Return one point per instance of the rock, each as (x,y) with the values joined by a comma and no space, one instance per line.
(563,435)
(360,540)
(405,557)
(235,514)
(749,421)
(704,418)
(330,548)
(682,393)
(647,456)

------------------------------------------------

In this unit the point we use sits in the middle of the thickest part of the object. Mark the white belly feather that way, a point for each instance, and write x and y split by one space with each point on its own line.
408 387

------------------------------------------------

Find every line in the data above that contains the word "instance" and copy each of those lines in full.

Return one point per instance of the rock, each as (x,y) with the values joined by a comma and no space, one instance per line.
In this unit the point we use sits in the middle of the thickest part of the object. Mark the white belly feather that way, a point for each instance, and write x and y split by one space with each point on its own line.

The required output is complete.